[Some records]
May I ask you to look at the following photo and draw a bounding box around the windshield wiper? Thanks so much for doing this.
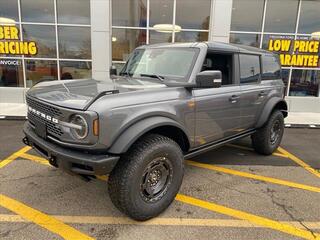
[140,73,164,82]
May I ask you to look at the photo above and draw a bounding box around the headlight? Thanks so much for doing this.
[70,115,88,139]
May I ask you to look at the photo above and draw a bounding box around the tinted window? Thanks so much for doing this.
[57,0,90,24]
[262,55,281,80]
[58,26,91,59]
[112,0,147,27]
[240,54,261,83]
[21,0,54,23]
[231,0,264,32]
[264,0,299,33]
[230,33,261,47]
[176,0,211,30]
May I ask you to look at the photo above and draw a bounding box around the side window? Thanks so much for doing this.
[262,55,281,80]
[239,54,261,83]
[201,52,233,85]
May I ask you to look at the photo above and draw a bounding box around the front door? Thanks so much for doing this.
[193,85,241,145]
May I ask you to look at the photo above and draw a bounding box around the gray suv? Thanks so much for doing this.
[23,42,287,220]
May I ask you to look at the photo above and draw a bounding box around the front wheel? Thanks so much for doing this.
[251,110,284,155]
[108,134,184,220]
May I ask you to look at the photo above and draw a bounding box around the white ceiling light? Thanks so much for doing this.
[153,24,181,33]
[311,32,320,40]
[0,17,16,26]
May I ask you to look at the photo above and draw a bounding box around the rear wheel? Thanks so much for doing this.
[251,110,284,155]
[108,134,184,220]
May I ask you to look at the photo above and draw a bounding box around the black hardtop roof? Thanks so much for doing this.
[139,41,272,54]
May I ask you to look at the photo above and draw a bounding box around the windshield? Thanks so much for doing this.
[120,48,198,81]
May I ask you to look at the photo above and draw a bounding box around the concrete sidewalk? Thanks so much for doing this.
[0,103,320,126]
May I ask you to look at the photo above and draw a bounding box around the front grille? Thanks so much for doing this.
[27,97,62,117]
[27,97,63,137]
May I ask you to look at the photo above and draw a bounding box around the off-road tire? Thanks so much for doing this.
[251,110,284,155]
[108,134,184,221]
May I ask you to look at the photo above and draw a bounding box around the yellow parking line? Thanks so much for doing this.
[186,160,320,193]
[226,143,288,158]
[20,153,50,165]
[278,147,320,177]
[0,214,320,230]
[0,194,93,240]
[176,194,320,239]
[0,147,31,168]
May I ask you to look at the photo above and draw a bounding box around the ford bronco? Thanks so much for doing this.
[23,42,287,220]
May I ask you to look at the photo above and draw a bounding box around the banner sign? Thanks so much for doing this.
[0,26,38,55]
[268,36,320,68]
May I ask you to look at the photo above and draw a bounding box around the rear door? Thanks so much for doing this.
[193,53,241,145]
[239,53,269,130]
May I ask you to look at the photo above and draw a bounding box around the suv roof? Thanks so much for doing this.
[139,41,271,54]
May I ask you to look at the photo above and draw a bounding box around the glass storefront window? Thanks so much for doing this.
[58,26,91,59]
[57,0,90,24]
[176,0,211,30]
[264,0,299,33]
[175,31,209,42]
[22,25,57,58]
[0,59,23,87]
[112,0,147,27]
[231,0,264,32]
[149,31,172,44]
[112,29,146,61]
[25,60,58,87]
[298,0,320,34]
[21,0,54,23]
[0,0,19,22]
[60,61,92,80]
[149,0,173,27]
[289,69,320,97]
[230,33,261,47]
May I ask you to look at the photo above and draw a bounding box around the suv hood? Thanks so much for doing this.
[27,77,166,110]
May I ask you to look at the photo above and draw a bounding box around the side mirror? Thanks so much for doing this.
[110,65,118,76]
[196,71,222,88]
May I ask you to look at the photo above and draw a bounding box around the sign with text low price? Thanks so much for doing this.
[268,37,320,68]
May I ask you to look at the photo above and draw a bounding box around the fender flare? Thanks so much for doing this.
[108,116,190,154]
[255,97,288,128]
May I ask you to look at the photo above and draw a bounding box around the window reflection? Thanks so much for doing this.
[25,60,58,87]
[289,69,320,97]
[149,0,173,27]
[0,59,23,87]
[21,0,54,23]
[175,31,209,42]
[0,0,19,24]
[112,0,147,27]
[176,0,211,30]
[60,61,92,80]
[22,25,57,57]
[298,0,320,34]
[57,0,90,24]
[264,0,299,33]
[149,31,172,44]
[58,26,91,59]
[231,0,264,32]
[230,33,261,47]
[112,29,146,61]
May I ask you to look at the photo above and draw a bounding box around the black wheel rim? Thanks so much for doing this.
[140,157,173,203]
[270,120,281,145]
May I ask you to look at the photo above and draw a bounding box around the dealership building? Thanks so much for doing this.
[0,0,320,115]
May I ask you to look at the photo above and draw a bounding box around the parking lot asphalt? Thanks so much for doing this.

*What the exercise asks*.
Put all the records above into a Markdown table with the columns No. and Text, numbering each row and skipping blank lines. Leave the pictures out.

*Output of the exercise*.
| No. | Text |
|---|---|
| 1 | May I ask you to look at the following photo and draw a bounding box around the windshield wiper? Thanks so much for doing this. |
| 2 | [140,73,164,82] |
| 3 | May I ask you to look at the photo above and draw a bounding box around the headlight? Thanks so much for doing this. |
| 4 | [70,115,88,139] |
| 5 | May I ask you to look at the photo above and draw a bounding box around the tinted window? Thanks so much for doing this. |
| 6 | [57,0,90,24] |
| 7 | [262,55,281,80] |
| 8 | [58,26,91,59] |
| 9 | [112,0,147,27] |
| 10 | [240,54,261,83] |
| 11 | [21,0,54,23] |
| 12 | [231,0,264,32] |
| 13 | [264,0,299,33] |
| 14 | [230,33,261,47] |
| 15 | [176,0,211,30] |
| 16 | May I ask you to look at the photo above and draw a bounding box around the side window? Thanks so much for doing this. |
| 17 | [262,55,281,80] |
| 18 | [239,54,261,83] |
| 19 | [201,52,233,85] |
| 20 | May I ask you to look at the photo above and draw a bounding box around the front door? Thanks so much for doing this. |
| 21 | [193,85,241,145] |
| 22 | May I ask you to look at the photo above and draw a bounding box around the gray suv? Thanks so much for doing this. |
| 23 | [23,42,287,220] |
| 24 | May I ask you to look at the photo above and draw a bounding box around the front wheel? Thanks so much for doing this. |
| 25 | [251,110,284,155] |
| 26 | [108,134,184,220] |
| 27 | May I ask you to look at the photo above and draw a bounding box around the white ceiling light? Thanks so much for doing this. |
| 28 | [153,24,181,33] |
| 29 | [311,32,320,40] |
| 30 | [0,17,16,26] |
| 31 | May I ask you to look at the photo above and draw a bounding box around the rear wheel? Thanks so much for doing this. |
| 32 | [251,110,284,155] |
| 33 | [108,134,184,220] |
| 34 | May I ask you to look at the photo above and draw a bounding box around the black hardtop roof? Thanks so much for doing this. |
| 35 | [139,41,272,54] |
| 36 | May I ask you to look at the photo above and draw a bounding box around the windshield? Thanks so much for doing this. |
| 37 | [120,48,198,81] |
| 38 | May I ask you to look at the photo above and draw a bounding box around the concrete sidewalk? Thanks so much for doing this. |
| 39 | [0,103,320,126] |
| 40 | May I ask you to look at the photo above and draw a bounding box around the front grille? Thanks so much for doing this. |
| 41 | [27,97,62,117] |
| 42 | [27,97,63,137] |
| 43 | May I ask you to look at the photo above and draw a bounding box around the off-road tire? Thanks so much for doing this. |
| 44 | [251,110,284,155] |
| 45 | [108,134,184,221] |
| 46 | May I ask you to look at the photo above and draw a bounding box around the yellow parking line? Thanks so much for doing this. |
| 47 | [186,160,320,193] |
| 48 | [226,143,288,158] |
| 49 | [20,153,50,165] |
| 50 | [278,147,320,177] |
| 51 | [0,214,320,230] |
| 52 | [0,194,93,240] |
| 53 | [176,194,320,239] |
| 54 | [0,147,31,168] |
| 55 | May I ask you to look at the photo above and draw a bounding box around the ford bronco? Thanks so much for doing this. |
| 56 | [23,42,287,220] |
| 57 | May I ask you to look at the photo above and draw a bounding box around the banner sign? Thanks so much for doing this. |
| 58 | [0,26,38,55] |
| 59 | [268,36,320,68] |
| 60 | May I ask you to look at the photo above and draw a bounding box around the rear door? Thanks so much for doing this. |
| 61 | [193,53,241,145] |
| 62 | [239,53,269,130] |
| 63 | May I ask you to look at the photo above and draw a bounding box around the suv roof? Thanks so much for doing this. |
| 64 | [139,41,271,54] |
| 65 | May I ask you to look at the photo above and draw a bounding box around the glass storefront window? Thanks so much for doing this. |
| 66 | [58,26,91,59] |
| 67 | [57,0,90,24] |
| 68 | [176,0,211,30] |
| 69 | [264,0,299,33] |
| 70 | [175,31,209,42] |
| 71 | [22,25,57,58] |
| 72 | [0,59,23,87] |
| 73 | [112,0,147,27] |
| 74 | [231,0,264,32] |
| 75 | [149,31,172,44] |
| 76 | [112,29,146,61] |
| 77 | [25,60,58,87] |
| 78 | [298,0,320,34] |
| 79 | [21,0,54,23] |
| 80 | [0,0,19,22] |
| 81 | [60,61,92,80] |
| 82 | [149,0,173,27] |
| 83 | [289,69,320,97] |
| 84 | [230,33,261,47] |
| 85 | May I ask you to look at the photo above and draw a bounding box around the suv hood? Thanks so much for doing this. |
| 86 | [27,77,166,110] |
| 87 | May I ask you to look at the photo above and draw a bounding box around the side mirror? Thanks so much for doing this. |
| 88 | [110,65,118,76] |
| 89 | [196,71,222,88] |
| 90 | May I ask you to look at the photo above and draw a bounding box around the sign with text low price? Thanks so much for doing this. |
| 91 | [268,37,320,68] |
| 92 | May I ask you to look at the photo above and draw a bounding box around the fender flare? Thanks so much for doing this. |
| 93 | [108,116,190,154] |
| 94 | [255,97,288,128] |
| 95 | May I ask you to look at the photo above and draw a bounding box around the window reflection? Thanks so much for doing this. |
| 96 | [25,60,58,87] |
| 97 | [289,69,320,97] |
| 98 | [149,0,173,27] |
| 99 | [0,59,23,87] |
| 100 | [21,0,54,23] |
| 101 | [175,31,209,42] |
| 102 | [0,0,19,24] |
| 103 | [112,0,147,27] |
| 104 | [176,0,211,30] |
| 105 | [60,61,92,80] |
| 106 | [22,25,57,57] |
| 107 | [298,0,320,34] |
| 108 | [57,0,90,24] |
| 109 | [264,0,299,33] |
| 110 | [149,31,172,44] |
| 111 | [58,26,91,59] |
| 112 | [231,0,264,32] |
| 113 | [230,33,261,47] |
| 114 | [112,29,146,61] |
| 115 | May I ask you to look at the photo above and draw a bounding box around the black wheel rim? Thanks so much for doing this. |
| 116 | [140,157,173,203] |
| 117 | [270,120,281,145] |
| 118 | May I ask you to look at the photo above and draw a bounding box around the dealership building? Thanks so much for doing this. |
| 119 | [0,0,320,115] |
| 120 | May I ask you to look at the photo above and draw a bounding box around the parking lot asphalt? Thanks so much for doing this. |